- [What you have to do]: Quote the data below word for word, from the line containing "# locate man with" through the end of the data.

(Stored data entries)
==========

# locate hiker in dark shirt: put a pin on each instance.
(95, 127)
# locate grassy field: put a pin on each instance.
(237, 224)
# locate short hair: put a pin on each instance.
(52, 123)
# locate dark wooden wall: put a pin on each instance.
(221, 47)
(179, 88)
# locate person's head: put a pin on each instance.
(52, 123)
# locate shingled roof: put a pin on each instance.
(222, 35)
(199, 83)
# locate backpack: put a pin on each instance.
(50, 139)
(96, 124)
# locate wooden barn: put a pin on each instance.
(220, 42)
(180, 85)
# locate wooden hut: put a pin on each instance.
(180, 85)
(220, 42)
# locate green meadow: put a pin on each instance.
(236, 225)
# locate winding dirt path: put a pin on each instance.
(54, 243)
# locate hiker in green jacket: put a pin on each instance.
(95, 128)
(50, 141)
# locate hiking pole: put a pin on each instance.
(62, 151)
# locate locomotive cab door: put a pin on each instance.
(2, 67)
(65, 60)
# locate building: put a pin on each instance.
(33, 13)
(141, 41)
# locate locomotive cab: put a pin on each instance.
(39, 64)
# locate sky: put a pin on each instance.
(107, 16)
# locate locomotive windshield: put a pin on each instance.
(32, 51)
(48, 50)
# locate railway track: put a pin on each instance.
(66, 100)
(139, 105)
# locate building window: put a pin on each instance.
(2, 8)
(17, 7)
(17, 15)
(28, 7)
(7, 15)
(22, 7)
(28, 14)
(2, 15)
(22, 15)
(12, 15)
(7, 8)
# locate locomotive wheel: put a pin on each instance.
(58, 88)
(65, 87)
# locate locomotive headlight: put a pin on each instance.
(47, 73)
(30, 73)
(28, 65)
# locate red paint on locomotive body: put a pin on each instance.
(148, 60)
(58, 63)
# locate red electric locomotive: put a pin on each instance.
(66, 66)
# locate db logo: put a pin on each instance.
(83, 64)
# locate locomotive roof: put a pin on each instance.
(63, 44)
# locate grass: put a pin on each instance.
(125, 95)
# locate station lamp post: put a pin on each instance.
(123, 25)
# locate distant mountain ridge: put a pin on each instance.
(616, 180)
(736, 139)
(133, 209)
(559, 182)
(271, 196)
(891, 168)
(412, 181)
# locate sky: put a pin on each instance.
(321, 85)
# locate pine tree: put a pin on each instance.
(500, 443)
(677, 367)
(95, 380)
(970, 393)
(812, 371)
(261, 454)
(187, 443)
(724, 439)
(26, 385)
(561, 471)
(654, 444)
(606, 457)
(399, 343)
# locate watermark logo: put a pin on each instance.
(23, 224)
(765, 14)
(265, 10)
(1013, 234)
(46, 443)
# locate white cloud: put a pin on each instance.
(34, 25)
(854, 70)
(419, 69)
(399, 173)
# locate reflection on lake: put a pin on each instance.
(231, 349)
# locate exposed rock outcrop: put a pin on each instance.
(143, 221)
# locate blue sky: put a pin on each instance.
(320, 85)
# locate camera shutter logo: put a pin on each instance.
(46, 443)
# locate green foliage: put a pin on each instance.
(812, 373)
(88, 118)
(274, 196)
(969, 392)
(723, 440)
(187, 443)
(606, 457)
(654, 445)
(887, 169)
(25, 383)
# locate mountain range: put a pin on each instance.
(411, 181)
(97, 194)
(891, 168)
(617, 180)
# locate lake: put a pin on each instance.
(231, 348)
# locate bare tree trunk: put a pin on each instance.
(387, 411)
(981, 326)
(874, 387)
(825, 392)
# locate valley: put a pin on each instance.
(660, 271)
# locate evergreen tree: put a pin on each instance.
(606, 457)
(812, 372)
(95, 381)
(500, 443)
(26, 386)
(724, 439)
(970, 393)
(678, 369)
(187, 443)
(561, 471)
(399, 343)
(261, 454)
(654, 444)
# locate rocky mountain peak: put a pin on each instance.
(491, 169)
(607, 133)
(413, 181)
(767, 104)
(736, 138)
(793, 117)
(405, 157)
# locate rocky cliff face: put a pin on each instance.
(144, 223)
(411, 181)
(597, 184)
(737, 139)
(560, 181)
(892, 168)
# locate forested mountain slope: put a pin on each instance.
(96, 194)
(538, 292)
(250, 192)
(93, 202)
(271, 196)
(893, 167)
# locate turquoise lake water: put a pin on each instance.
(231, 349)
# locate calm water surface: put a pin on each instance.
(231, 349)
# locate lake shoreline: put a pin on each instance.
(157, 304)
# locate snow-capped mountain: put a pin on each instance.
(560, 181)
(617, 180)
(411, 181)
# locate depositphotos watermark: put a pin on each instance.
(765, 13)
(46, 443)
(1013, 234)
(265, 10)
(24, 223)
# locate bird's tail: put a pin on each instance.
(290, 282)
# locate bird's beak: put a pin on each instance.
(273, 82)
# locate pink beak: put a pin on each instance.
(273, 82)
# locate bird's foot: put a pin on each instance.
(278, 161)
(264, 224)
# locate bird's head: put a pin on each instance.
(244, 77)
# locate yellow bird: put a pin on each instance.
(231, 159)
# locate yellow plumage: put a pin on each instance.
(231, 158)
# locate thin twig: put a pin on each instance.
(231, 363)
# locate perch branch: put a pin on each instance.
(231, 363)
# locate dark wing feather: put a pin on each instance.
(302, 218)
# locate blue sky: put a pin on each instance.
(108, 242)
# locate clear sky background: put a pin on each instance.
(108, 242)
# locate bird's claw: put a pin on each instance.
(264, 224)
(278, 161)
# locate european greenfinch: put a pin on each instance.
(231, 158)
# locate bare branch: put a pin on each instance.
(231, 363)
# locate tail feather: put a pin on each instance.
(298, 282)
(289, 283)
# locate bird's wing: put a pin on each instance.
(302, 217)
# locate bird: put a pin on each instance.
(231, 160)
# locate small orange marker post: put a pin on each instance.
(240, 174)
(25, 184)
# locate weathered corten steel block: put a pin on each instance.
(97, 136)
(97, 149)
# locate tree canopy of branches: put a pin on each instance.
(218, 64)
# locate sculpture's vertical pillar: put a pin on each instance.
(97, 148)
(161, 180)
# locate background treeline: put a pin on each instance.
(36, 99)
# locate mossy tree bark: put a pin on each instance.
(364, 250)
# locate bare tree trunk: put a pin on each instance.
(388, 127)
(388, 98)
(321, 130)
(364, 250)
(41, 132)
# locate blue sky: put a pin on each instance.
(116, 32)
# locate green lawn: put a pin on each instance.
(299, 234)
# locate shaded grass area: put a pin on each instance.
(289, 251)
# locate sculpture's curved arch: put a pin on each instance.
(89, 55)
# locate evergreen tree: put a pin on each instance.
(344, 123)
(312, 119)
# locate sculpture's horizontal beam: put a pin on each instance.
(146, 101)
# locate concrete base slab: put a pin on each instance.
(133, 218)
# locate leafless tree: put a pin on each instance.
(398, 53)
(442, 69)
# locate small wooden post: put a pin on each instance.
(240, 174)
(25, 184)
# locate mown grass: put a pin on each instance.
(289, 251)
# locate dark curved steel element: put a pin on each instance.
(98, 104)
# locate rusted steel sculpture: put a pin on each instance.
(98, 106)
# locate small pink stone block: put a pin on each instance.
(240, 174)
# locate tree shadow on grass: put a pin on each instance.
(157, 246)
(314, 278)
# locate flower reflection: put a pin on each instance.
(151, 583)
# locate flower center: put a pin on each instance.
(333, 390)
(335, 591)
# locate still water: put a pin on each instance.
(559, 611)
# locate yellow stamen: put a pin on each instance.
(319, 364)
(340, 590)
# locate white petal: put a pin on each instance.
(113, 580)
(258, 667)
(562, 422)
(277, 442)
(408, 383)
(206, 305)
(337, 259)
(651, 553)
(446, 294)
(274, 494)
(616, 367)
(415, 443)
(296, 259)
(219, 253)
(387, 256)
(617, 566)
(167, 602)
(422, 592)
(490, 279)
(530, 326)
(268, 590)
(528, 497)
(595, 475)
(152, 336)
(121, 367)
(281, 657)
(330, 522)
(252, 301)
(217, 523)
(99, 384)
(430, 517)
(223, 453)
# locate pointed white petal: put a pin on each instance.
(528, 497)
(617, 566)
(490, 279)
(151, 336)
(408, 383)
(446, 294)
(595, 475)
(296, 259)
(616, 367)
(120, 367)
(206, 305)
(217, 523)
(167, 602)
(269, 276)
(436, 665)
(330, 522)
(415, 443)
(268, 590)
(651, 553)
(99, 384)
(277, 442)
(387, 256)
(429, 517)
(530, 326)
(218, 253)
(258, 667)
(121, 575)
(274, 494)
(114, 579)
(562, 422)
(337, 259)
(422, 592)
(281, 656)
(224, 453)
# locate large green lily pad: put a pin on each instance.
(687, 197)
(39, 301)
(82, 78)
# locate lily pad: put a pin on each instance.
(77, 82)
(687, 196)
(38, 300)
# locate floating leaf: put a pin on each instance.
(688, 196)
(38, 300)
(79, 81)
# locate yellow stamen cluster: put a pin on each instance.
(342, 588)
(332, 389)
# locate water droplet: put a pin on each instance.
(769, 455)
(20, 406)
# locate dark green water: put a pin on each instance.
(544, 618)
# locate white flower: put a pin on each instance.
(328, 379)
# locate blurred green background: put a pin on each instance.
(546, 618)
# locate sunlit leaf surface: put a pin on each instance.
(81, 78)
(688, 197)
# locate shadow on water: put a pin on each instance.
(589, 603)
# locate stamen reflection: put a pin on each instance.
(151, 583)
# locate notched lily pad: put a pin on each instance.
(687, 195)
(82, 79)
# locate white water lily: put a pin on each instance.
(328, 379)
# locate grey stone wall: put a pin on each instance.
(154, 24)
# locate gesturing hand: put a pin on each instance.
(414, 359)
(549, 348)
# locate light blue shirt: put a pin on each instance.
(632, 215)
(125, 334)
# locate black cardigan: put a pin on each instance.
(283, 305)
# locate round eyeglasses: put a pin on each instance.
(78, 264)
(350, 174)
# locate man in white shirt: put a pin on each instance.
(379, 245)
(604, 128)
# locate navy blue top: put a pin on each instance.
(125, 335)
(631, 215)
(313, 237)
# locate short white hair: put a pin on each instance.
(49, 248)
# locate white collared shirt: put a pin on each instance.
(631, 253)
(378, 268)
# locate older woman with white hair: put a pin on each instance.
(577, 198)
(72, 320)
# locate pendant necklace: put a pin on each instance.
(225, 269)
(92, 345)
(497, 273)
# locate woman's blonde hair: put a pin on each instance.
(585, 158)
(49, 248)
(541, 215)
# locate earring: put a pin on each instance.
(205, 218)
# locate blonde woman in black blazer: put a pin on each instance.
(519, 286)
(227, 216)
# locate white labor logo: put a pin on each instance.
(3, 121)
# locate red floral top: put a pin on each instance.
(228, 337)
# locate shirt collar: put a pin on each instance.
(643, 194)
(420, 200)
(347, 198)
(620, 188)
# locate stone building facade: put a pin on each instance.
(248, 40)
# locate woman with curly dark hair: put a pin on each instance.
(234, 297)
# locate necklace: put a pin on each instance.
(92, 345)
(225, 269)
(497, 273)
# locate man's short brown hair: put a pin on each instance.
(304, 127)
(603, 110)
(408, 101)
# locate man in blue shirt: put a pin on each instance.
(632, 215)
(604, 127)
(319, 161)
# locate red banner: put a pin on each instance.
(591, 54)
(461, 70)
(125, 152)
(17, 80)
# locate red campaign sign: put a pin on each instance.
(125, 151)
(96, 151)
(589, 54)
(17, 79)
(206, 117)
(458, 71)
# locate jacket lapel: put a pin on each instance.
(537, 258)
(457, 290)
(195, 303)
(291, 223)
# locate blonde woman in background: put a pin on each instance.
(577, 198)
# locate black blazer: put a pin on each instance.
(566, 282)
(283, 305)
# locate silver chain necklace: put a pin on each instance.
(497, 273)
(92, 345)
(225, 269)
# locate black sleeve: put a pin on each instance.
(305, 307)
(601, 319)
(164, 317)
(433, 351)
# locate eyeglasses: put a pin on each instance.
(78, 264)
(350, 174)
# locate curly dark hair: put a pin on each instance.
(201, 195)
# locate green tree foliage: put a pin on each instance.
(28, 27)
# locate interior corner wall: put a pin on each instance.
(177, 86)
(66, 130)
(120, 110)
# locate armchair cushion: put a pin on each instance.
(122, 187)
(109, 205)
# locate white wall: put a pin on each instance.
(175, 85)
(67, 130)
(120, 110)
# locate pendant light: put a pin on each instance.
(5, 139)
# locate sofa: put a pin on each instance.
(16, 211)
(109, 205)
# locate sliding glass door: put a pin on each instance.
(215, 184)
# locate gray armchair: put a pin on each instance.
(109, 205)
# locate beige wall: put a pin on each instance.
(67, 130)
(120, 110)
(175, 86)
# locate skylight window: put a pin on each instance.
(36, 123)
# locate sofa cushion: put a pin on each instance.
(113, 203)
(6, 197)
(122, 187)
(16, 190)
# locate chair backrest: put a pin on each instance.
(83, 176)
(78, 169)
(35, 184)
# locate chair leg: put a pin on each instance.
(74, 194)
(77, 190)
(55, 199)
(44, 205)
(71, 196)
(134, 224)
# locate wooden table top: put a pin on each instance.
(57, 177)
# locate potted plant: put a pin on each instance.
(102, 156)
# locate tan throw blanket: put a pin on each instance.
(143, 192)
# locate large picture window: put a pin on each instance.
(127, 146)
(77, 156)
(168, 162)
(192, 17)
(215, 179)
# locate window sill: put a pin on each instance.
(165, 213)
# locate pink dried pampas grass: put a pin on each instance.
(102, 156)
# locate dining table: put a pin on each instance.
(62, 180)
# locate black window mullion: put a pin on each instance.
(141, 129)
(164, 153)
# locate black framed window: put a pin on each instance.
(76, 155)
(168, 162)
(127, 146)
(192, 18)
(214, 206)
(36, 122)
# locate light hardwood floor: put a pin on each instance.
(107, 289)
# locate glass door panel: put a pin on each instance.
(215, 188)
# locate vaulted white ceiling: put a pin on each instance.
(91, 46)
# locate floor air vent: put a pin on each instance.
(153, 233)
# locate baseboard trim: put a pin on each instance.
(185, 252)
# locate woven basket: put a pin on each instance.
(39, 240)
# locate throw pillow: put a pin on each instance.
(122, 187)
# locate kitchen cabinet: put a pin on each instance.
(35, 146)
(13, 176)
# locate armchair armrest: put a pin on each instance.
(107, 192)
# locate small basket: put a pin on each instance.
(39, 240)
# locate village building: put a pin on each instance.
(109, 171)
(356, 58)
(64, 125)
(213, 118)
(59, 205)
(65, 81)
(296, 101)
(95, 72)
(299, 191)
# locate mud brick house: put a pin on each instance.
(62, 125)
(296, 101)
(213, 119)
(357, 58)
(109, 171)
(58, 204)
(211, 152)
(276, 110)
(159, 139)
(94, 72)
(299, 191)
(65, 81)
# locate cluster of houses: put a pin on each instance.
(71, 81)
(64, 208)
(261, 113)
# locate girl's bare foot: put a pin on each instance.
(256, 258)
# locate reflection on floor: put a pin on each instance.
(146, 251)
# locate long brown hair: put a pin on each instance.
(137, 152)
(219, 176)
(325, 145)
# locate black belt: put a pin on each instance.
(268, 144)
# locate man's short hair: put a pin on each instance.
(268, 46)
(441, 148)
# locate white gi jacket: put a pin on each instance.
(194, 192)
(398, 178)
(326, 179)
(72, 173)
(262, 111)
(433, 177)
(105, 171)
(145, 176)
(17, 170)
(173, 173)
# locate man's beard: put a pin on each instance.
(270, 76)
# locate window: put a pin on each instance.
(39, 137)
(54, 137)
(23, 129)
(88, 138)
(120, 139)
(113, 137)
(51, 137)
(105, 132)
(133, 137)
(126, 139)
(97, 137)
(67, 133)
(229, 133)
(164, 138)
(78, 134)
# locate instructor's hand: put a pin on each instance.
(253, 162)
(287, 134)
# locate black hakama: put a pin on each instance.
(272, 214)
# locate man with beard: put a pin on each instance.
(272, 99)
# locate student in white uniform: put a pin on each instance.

==========

- [Output below]:
# locate man with beard: put a pin on each instance.
(272, 99)
# locate student in white uniform: put a pin on each instance.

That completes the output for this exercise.